Coordinate labeling data
☆ ☆ ☆ ☆ ☆

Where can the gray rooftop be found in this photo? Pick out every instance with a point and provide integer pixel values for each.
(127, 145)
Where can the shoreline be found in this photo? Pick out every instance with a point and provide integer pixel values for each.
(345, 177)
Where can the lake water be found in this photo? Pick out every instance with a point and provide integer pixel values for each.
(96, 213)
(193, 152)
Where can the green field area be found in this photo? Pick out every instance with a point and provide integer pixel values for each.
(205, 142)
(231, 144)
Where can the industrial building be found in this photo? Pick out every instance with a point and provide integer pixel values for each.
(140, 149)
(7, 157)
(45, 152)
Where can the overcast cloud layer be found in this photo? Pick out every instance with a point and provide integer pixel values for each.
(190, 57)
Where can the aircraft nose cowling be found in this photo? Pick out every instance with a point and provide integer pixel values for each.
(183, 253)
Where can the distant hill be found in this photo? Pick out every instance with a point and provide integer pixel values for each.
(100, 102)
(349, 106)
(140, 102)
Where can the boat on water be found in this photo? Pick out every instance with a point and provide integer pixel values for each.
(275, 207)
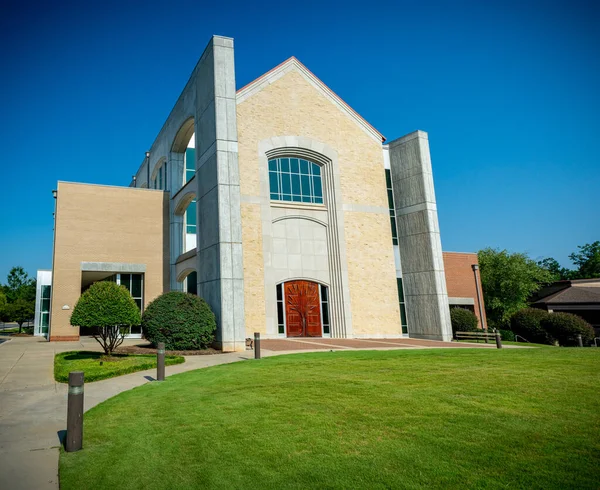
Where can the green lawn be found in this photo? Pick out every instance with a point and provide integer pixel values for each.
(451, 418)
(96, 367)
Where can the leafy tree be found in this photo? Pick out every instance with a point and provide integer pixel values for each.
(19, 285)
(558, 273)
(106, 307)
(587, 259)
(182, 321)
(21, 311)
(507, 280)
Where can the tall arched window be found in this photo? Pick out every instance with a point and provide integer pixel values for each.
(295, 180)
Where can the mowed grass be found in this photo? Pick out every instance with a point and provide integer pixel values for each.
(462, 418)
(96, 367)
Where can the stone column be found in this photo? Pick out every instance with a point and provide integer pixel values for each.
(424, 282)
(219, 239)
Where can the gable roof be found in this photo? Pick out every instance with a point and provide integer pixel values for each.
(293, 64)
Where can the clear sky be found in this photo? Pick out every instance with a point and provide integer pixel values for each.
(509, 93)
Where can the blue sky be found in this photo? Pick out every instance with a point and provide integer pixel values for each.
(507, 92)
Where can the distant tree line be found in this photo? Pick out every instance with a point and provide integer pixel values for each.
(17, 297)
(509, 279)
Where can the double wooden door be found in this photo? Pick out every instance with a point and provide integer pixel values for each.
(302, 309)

☆ ☆ ☆ ☆ ☆

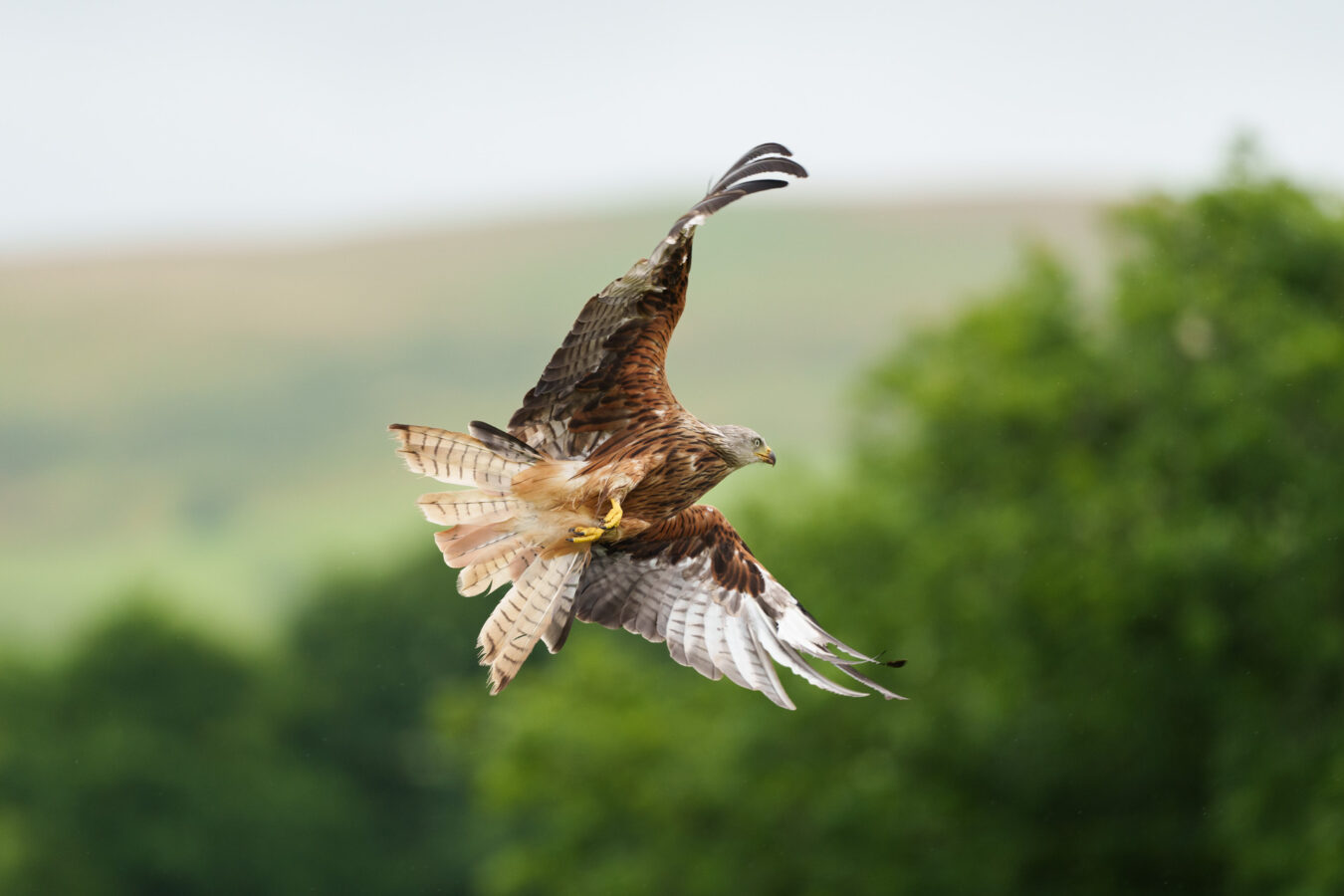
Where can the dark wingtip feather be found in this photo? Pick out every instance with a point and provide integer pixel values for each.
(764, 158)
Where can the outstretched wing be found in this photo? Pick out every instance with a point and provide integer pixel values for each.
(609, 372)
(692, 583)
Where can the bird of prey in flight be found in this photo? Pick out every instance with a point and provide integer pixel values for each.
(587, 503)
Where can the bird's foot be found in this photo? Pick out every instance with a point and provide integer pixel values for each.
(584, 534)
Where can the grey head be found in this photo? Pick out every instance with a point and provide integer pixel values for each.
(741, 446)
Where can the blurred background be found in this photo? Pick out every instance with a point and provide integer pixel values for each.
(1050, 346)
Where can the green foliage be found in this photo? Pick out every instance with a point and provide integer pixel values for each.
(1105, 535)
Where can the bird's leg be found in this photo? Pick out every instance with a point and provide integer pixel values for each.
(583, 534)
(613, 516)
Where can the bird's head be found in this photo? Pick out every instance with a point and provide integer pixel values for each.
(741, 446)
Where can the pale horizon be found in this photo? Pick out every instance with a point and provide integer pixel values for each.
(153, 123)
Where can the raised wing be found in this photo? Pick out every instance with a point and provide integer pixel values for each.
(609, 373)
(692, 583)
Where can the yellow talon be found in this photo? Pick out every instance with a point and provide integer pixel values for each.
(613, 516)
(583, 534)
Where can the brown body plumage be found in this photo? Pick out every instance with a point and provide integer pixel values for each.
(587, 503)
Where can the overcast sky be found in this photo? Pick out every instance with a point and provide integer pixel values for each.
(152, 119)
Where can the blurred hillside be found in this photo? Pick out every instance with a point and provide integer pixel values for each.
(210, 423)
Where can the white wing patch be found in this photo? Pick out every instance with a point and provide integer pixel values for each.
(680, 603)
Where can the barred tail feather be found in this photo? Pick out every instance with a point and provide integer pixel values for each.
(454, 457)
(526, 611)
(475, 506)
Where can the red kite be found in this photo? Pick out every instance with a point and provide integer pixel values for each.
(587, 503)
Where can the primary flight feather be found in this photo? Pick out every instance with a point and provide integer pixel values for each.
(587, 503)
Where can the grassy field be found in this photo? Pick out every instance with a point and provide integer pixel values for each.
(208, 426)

☆ ☆ ☆ ☆ ☆

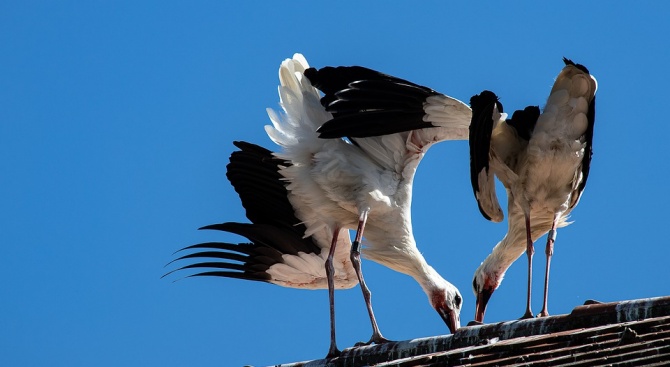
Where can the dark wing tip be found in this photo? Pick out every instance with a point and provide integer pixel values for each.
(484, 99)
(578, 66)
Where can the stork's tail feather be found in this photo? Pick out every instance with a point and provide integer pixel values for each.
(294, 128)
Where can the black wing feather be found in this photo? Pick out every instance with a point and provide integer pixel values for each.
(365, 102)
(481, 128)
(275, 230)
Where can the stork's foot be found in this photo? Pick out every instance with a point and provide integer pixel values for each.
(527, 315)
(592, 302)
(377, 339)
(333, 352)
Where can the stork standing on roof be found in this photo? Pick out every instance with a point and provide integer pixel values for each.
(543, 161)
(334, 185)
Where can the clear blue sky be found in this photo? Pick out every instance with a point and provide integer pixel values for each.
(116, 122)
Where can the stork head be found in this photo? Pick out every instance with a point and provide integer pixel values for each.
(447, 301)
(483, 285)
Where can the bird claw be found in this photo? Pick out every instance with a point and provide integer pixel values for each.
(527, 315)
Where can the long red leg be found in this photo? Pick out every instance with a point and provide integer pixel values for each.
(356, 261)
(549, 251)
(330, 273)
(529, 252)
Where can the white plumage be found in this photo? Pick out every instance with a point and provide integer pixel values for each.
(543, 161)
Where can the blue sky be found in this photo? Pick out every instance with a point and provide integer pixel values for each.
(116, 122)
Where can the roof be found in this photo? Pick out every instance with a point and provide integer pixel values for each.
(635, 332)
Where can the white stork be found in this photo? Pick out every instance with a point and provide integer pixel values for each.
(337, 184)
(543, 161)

☆ ☆ ☆ ☆ ☆

Problem statement:
Could you pull out every line above that contains the string "stork"? Only matches in the same case count.

Correct answer:
Where can the stork's tail feather be found in this photo? Pick out every instance with a point and provide integer pixel values for each.
Where can the stork's foot be found in this photo? Pick out every instance with a point and provide integer pixel values for each.
Where can the stork standing on roof be found in this photo? Pick out every instance with a point and provide integer pixel values for each.
Where can the stork head be found in this photo? Pick out every instance with a point and provide integer pixel values for each.
Where can the white stork be found in this photo? Pick out every instance with a point and provide integer pixel values for each.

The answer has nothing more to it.